* **Extrait à lire**
Eh bien, il suffit de dire que ma question a trouvé sa réponse dans la réaction disproportionnée d’Israël à l’attaque du Hamas le 7 octobre. Je n’ai pas besoin de revenir sur les événements des deux dernières années. Les images incessantes de l’assaut génocidaire contre les Gazaouis ont progressivement fait évoluer mon attitude envers Israël, passant de l’indifférence bienveillante de ma jeunesse et de la méfiance prudente de l’âge mûr à une hostilité et une colère croissantes. Cette hostilité s’applique bien sûr non seulement au régime israélien, mais aussi au soutien usaméricain dont il bénéficie. J’ai le sentiment que notre complicité dans cette horreur inflige une blessure morale constante à ceux qui s’y opposent, d’autant plus que nous nous sentons impuissants à y mettre fin.

* **Exercice écrit A**
Relevez mot pour mot, dans le texte sur Israël et Gaza, le passage qui va de « Eh bien, il » à « y mettre fin. ».
* **Exercice écrit B**
D'après le texte sur Israël et Gaza, à quelle date le Hamas a-t-il mené son attaque ?
* **Exercice écrit C**
Donnez la suite du texte sur Israël et Gaza, à partir de sa dernière phrase.
Les données qui suivent ne jouent aucun rôle ici.

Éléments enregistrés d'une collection
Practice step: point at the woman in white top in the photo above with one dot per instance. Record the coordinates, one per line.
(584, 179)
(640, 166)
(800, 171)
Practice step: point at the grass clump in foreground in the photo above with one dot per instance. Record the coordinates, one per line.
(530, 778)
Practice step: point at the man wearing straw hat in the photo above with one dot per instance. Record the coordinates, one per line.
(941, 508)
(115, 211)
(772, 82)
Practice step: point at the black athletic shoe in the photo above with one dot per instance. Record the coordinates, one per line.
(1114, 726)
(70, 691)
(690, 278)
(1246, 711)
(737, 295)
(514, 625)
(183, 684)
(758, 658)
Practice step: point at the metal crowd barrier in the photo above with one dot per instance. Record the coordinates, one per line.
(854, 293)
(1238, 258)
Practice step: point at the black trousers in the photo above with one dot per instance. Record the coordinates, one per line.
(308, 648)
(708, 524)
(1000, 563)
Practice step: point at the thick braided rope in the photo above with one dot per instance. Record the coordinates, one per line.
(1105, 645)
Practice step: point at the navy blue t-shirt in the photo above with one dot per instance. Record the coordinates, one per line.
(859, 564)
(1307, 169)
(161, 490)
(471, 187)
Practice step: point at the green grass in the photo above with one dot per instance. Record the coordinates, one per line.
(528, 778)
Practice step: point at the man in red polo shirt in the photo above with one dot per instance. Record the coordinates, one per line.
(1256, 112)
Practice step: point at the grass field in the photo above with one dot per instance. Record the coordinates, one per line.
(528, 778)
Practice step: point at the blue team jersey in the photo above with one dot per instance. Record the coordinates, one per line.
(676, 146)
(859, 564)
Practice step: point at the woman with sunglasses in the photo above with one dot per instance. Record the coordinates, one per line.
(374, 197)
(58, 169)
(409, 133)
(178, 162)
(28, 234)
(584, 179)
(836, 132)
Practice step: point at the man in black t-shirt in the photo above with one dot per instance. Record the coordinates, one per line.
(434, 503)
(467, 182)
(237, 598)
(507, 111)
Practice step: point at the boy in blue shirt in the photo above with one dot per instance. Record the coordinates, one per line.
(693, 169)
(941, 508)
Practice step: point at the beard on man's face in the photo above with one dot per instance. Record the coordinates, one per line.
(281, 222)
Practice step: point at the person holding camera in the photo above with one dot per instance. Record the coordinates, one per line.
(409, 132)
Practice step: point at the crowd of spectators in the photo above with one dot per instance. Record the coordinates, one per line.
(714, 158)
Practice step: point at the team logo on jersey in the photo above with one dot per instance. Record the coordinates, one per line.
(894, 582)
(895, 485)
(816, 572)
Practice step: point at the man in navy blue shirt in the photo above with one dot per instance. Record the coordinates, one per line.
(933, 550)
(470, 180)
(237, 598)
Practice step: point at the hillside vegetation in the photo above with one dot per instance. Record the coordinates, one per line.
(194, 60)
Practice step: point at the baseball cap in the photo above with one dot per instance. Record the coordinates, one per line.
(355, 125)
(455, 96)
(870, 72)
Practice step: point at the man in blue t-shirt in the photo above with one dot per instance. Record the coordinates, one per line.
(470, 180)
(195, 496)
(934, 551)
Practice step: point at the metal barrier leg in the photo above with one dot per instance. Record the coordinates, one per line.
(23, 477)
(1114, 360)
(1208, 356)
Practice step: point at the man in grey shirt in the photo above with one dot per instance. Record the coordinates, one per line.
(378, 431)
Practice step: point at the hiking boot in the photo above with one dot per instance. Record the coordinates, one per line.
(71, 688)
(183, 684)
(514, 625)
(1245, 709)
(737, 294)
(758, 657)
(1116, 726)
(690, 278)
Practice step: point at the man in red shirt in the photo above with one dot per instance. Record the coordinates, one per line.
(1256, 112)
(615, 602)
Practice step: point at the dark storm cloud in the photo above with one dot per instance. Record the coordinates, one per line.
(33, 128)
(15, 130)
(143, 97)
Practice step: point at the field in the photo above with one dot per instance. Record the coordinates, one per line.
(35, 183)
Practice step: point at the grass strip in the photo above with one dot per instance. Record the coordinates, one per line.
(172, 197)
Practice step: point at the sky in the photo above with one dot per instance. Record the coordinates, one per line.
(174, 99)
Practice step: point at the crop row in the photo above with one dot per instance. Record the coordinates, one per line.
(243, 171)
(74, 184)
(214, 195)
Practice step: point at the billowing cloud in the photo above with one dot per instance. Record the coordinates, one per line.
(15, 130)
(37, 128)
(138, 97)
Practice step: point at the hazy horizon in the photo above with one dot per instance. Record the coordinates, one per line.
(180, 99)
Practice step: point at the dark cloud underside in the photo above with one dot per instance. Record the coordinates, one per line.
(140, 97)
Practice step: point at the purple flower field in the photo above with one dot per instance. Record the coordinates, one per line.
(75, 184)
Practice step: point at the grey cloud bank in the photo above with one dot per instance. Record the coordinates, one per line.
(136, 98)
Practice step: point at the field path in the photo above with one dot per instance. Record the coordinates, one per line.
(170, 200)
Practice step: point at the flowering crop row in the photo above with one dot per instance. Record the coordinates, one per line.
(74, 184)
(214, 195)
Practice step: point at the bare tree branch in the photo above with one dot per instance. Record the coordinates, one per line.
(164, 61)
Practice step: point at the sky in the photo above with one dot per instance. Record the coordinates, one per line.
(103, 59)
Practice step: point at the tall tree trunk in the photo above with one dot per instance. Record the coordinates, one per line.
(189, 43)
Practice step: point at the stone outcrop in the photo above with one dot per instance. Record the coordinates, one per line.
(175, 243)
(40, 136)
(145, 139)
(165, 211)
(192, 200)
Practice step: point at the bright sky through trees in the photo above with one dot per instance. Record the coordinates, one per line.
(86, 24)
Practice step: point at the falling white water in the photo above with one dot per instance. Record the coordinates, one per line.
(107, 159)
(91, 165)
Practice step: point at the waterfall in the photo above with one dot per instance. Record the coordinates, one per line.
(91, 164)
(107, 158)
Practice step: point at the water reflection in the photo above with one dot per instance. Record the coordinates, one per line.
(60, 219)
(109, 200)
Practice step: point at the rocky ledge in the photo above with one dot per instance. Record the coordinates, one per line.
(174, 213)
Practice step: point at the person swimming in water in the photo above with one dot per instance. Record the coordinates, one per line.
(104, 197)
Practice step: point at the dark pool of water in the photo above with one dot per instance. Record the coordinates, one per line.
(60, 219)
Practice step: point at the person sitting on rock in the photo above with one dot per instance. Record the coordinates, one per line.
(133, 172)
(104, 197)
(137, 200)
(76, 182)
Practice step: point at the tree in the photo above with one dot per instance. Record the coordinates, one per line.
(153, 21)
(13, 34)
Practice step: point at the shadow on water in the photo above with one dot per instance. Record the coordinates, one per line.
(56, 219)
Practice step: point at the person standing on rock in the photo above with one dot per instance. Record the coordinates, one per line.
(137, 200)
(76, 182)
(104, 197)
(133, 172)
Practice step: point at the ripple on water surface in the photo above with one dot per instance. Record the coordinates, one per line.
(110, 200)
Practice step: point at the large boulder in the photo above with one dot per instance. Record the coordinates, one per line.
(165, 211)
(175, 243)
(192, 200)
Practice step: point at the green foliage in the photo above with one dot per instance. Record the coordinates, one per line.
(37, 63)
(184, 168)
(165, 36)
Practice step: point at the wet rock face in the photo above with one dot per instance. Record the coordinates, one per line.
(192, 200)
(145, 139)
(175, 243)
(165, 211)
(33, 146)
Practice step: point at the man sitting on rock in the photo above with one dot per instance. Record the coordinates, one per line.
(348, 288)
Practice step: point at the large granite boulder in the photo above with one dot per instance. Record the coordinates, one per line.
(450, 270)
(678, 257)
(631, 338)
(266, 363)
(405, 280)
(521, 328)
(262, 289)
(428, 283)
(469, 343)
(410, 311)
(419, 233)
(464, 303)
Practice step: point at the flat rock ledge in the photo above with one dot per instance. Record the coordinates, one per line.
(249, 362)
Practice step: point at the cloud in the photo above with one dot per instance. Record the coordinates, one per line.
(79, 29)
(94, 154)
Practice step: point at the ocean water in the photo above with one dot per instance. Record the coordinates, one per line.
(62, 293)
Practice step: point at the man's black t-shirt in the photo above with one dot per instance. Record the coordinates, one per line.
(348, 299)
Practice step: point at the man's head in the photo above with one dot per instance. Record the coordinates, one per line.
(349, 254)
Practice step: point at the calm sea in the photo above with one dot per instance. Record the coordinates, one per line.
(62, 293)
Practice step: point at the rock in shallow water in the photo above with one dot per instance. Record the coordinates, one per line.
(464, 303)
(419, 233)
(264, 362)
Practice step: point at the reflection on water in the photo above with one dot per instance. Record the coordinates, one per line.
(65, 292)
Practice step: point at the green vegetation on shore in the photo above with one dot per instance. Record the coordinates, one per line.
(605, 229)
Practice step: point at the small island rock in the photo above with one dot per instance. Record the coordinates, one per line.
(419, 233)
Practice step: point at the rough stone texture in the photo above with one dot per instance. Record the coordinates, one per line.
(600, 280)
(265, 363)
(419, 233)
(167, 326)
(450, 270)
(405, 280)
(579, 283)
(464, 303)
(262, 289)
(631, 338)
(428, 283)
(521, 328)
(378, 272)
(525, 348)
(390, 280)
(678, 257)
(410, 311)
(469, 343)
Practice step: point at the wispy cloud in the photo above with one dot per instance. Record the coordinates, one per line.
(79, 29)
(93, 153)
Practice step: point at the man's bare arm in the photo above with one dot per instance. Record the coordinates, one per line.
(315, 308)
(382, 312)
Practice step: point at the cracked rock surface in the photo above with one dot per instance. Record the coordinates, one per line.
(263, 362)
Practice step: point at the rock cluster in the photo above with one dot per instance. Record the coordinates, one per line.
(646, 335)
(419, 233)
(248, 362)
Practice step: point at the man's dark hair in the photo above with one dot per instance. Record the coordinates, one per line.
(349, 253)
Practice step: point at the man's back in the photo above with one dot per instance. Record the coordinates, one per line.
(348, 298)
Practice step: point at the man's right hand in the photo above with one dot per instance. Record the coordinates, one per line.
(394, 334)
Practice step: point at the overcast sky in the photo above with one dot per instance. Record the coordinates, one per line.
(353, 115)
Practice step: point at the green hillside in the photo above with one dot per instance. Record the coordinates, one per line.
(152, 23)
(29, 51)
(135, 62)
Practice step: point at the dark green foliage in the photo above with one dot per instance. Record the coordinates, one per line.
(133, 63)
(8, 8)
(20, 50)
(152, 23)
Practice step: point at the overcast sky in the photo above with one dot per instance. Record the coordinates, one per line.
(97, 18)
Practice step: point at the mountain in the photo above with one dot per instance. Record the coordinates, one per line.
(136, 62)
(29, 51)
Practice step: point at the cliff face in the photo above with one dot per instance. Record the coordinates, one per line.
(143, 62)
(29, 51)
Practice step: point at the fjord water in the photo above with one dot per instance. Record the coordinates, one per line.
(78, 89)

* **Résultat A**
Eh bien, il suffit de dire que ma question a trouvé sa réponse dans la réaction disproportionnée d’Israël à l’attaque du Hamas le 7 octobre. Je n’ai pas besoin de revenir sur les événements des deux dernières années. Les images incessantes de l’assaut génocidaire contre les Gazaouis ont progressivement fait évoluer mon attitude envers Israël, passant de l’indifférence bienveillante de ma jeunesse et de la méfiance prudente de l’âge mûr à une hostilité et une colère croissantes. Cette hostilité s’applique bien sûr non seulement au régime israélien, mais aussi au soutien usaméricain dont il bénéficie. J’ai le sentiment que notre complicité dans cette horreur inflige une blessure morale constante à ceux qui s’y opposent, d’autant plus que nous nous sentons impuissants à y mettre fin.

* **Résultat B**
Le 7 octobre.

* **Résultat C**
Je suis
hanté par les paroles d’Aaron Bushnell, qui s’est immolé par le feu en signe de
protestation : « Beaucoup d’entre nous aiment se demander : « Que ferais-je si
j’avais vécu à l’époque de l’esclavage
? Ou du Jim Crow dans
le Sud ? Ou de l’apartheid
? Que ferais-je si mon pays commettait un génocide ? » La réponse est : vous le
faites. En ce moment même. » Après être resté longtemps inactif, j’ai rejoint
Jewish Voice for Peace et je contribue au BDS, des gestes mineurs qui apaisent
un peu ma conscience.
Mon attitude
envers Israël a donc évolué au fil des décennies, et cette évolution s’est
accélérée ces dernières années. Je pense être représentatif d’innombrables
autres personnes. En dehors de l’Europe occidentale, Israël est de plus en plus
considéré comme une nation paria. Et aux USA, son allié et bailleur de fonds le
plus fidèle, les sondages d’opinion montrent un déclin du soutien à Israël.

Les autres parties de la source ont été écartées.